Written problem ->
Revise the records, beginning at the line that has "canopy with a tight axis-aligned box." and stopping after the line that has "288, 266, 400, 300". Replace "left, top, right, bottom" with "x_min, y_min, x_max, y_max" everywhere in that span, leave everything else as it is, and return only those lines.

Information provided ->
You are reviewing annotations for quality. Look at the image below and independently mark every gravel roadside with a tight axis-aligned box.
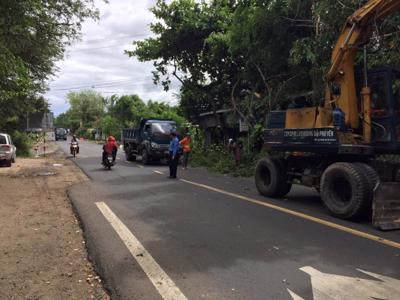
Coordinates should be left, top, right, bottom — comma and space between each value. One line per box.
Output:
0, 151, 109, 299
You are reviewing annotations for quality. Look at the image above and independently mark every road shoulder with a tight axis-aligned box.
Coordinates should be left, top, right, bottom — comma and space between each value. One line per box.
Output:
0, 152, 109, 299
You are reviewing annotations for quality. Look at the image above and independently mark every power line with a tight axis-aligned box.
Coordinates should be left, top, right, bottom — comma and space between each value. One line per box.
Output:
51, 80, 153, 92
77, 33, 149, 44
67, 34, 148, 52
49, 76, 150, 90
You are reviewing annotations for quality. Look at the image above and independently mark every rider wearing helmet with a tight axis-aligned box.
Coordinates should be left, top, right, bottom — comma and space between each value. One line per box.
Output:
69, 134, 79, 154
103, 135, 118, 161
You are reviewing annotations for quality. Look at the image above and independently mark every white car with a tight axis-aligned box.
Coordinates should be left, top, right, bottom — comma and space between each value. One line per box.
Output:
0, 133, 17, 167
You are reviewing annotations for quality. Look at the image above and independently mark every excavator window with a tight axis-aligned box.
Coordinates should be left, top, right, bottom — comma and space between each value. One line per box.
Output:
370, 75, 390, 118
392, 78, 400, 143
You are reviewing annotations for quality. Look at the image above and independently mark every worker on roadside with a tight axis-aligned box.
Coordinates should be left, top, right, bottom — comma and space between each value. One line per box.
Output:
69, 134, 79, 154
179, 132, 192, 170
169, 132, 179, 179
102, 135, 118, 162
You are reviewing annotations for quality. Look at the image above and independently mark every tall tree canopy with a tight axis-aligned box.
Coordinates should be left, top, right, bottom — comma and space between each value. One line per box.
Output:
127, 0, 400, 125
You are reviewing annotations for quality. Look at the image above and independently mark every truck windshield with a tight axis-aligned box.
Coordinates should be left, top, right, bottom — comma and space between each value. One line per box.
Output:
0, 135, 7, 144
151, 122, 175, 136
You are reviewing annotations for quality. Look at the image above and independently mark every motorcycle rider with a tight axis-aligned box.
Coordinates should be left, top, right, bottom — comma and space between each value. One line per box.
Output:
102, 135, 118, 162
69, 134, 79, 154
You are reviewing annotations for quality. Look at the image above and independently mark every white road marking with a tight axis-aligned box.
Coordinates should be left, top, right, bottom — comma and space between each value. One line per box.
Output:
96, 202, 187, 300
288, 266, 400, 300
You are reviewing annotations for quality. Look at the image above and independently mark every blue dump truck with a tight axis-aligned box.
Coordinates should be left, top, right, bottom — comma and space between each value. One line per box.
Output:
121, 119, 176, 164
54, 128, 68, 141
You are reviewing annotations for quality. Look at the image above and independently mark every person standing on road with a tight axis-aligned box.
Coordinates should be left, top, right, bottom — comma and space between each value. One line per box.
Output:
102, 135, 118, 162
169, 132, 179, 178
179, 133, 192, 170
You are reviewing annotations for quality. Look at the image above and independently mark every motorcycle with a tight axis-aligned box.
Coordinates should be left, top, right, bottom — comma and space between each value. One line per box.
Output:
71, 142, 78, 157
103, 155, 115, 170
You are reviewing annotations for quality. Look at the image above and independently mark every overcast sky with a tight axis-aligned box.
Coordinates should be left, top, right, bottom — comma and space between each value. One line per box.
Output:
45, 0, 177, 115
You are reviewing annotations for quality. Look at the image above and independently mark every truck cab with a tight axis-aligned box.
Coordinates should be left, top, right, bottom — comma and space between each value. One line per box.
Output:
357, 67, 400, 154
122, 119, 176, 164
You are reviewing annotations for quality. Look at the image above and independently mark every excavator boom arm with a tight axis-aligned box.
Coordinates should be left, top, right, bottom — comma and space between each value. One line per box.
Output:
325, 0, 400, 129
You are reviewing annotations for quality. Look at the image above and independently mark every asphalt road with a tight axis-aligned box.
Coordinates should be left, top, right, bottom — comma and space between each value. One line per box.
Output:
58, 142, 400, 299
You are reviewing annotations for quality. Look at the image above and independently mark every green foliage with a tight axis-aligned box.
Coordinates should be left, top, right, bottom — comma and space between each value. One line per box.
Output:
190, 146, 266, 177
133, 0, 400, 127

Task result ->
You are reviewing annotations for quality. Look at the image above and independently mark every tall tree canopy with a tight axis-aligned box.
Coordinates should be x_min, y_min, x_max, y_max — comma and space between each value. One line per box.
Output:
127, 0, 400, 125
You are reviewing annotations for quality. Look at the image above and independently mark every truck windshield with a tight axis-aligned box.
Coordinates should be x_min, y_min, x_max, y_max — comma and space between each value. One line per box.
Output:
0, 135, 7, 144
151, 122, 175, 136
You are reviewing annotations for quality. Look at the image above and independently mark every motorcycle rider with a tight axis-aligned box.
Coordinates should be x_min, y_min, x_max, y_max — comma and space between each value. One line per box.
Output:
102, 135, 118, 162
69, 134, 79, 154
You are reviewing annotations for quality. Look at the image above and independently mark every white road marking with a tight axis-aligned box.
Coordinates should be x_min, y_min, x_max, y_max — comma and space between each value. One line per box.
Output:
96, 202, 187, 300
288, 266, 400, 300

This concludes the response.